Text section
--------------------------------

Title: 

APD 241572

Significant Decision

Date: 

January 8, 2025

Issues: 

Disabilty/Existence-Duration, Dispute of DD IR, Dispute of DD MMI Date, Extent of Injury, Improper Den/App of a DD Appt

Table of Contents

APD 241572

This appeal arises pursuant to the Texas Workers’ Compensation Act, Tex. Lab. Code Ann. § 401.001 et seq. (1989 Act). A contested case hearing was held on July 17, 2024, with the record closing on October 16, 2024, in (city), Texas, with (administrative law judge) presiding as the administrative law judge (ALJ). The ALJ resolved the disputed issues by deciding that: (1) the compensable injury of (date of injury), does not extend to cervical radiculopathy, traumatic brain injury, or post-traumatic stress disorder (PTSD); (2) (Dr. R) was not appointed as designated doctor in accordance with Section 408.0041 and Texas Department of Insurance, Division of Workers’ Compensation (Division) rules; (3) the appellant (claimant) reached maximum medical improvement (MMI) on August 30, 2022; (4) the claimant’s impairment rating (IR) is 5%; and (5) the claimant did not have disability from January 17, 2022, through November 13, 2023, resulting from the compensable injury sustained on (date of injury).

The claimant appealed the ALJ’s extent-of-injury, MMI, IR, and disability determinations. The respondent (carrier) responded, urging affirmance of the appealed determinations. The ALJ’s determination that Dr. R was not appointed as designated doctor in accordance with Section 408.0041 and Division rules was not appealed and has become final pursuant to Section 410.169.

DECISION

Affirmed in part and reversed and rendered in part.

The parties stipulated, in part, that on (date of injury), the claimant sustained a compensable injury that extends to at least a concussion, chest contusion, and cervical strain. The claimant, a control systems specialist, was injured on (date of injury), when he was involved in a motor vehicle accident.

The ALJ is the sole judge of the weight and credibility of the evidence (Section 410.165(a)) and, as the trier of fact, resolves the conflicts and inconsistencies in the evidence. Texas Employers Insurance Association v. Campos, 666 S.W.2d 286 (Tex. App.—Houston [14th Dist.] 1984, no writ). As an appellate reviewing tribunal, the Appeals Panel will not disturb challenged factual findings of an ALJ absent legal error, unless they are so against the great weight and preponderance of the evidence as to be clearly wrong or manifestly unjust. Cain v. Bain, 709 S.W.2d 175, 176 (Tex. 1986); In re King’s Estate, 150 Tex. 662, 244 S.W.2d 660 (1951).

EXTENT OF INJURY

The ALJ’s determination that the compensable injury of (date of injury), does not extend to cervical radiculopathy, traumatic brain injury, or PTSD is supported by sufficient evidence and is affirmed.

DISABILITY

The ALJ’s determination that the claimant did not have disability from January 17, 2022, through November 13, 2023, resulting from the compensable injury sustained on (date of injury), is supported by sufficient evidence and is affirmed.

IR

The ALJ’s determination that the claimant’s IR is 5% is supported by sufficient evidence and is affirmed.

--------------------------------

Recorded information
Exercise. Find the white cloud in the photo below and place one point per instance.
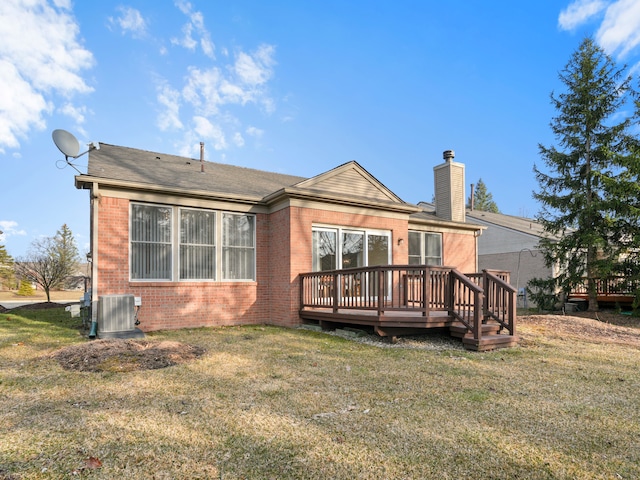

--------------------------------

Using the information
• a. Rewrite the paragraph of the appeals decision that begins "This appeal arises pursuant to" as a short list of its main facts.
• b. Write a continuation of the appeals decision, starting after its last sentence.
None of the material is needed here.

Responses in order
• a.
- The appeal arises under the Texas Workers' Compensation Act, Tex. Lab. Code Ann. § 401.001 et seq. (1989 Act).
- A contested case hearing was held on July 17, 2024, in (city), Texas, with (administrative law judge) presiding as ALJ. The record closed on October 16, 2024.
- The ALJ decided that:
  1. The compensable injury of (date of injury) does not extend to cervical radiculopathy, traumatic brain injury, or PTSD.
  2. Dr. R was not appointed as designated doctor in accordance with Section 408.0041 and Division rules.
  3. The claimant reached MMI on August 30, 2022.
  4. The claimant's IR is 5%.
  5. The claimant did not have disability from January 17, 2022, through November 13, 2023, resulting from the compensable injury.

• b.
MMI

Section 401.011(30)(A) defines MMI as “the earliest date after which, based on reasonable medical probability, further material recovery from or lasting improvement to an injury can no longer reasonably be anticipated.”  Section 408.1225(c) provides that the report of the designated doctor has presumptive weight, and the Division shall base its determination of whether the employee has reached MMI on the report of the designated doctor unless the preponderance of the other medical evidence is to the contrary.

The ALJ determined that the claimant reached MMI on August 30, 2022, with a 5% IR. In the ALJ’s Discussion section of her decision, she states that (Dr. L), the subsequently appointed designated doctor, considered the claimant’s pre-existing conditions in her evaluation. Therefore, the ALJ found that Dr. L’s certification that held the claimant reached MMI on November 13, 2023, with a 10% IR was contrary to the other medical evidence. The ALJ’s finding is supported by sufficient evidence and is affirmed. Dr. L additionally issued two certifications that both held the claimant reached MMI on November 13, 2023, with a 15% IR; however, both certifications consider and rate PTSD, which we have affirmed is not part of the compensable injury.

In the Discussion section of her decision, the ALJ stated that (Dr. K), the carrier-selected required medical examination doctor, certified the claimant reached MMI on August 30, 2022, with a 5% IR and that his certification was more persuasive and accurately rated the compensable injury. She further stated that Dr. K gave a reasonable explanation for the date of MMI, and the IR was based on the Guides to the Evaluation of Permanent Impairment, fourth edition (1st, 2nd, 3rd, or 4th printing, including corrections and changes as issued by the American Medical Association prior to May 16, 2000) (AMA Guides).  However, we note there is no certification from any doctor in evidence that certified the claimant reached MMI on August 30, 2022. The ALJ found the preponderance of the other medical evidence supports Dr. K’s certification; however, the ALJ mistakenly determined that Dr. K certified the claimant reached MMI on August 30, 2022, rather than on June 30, 2023, the actual MMI date certified by Dr. K for the compensable injury.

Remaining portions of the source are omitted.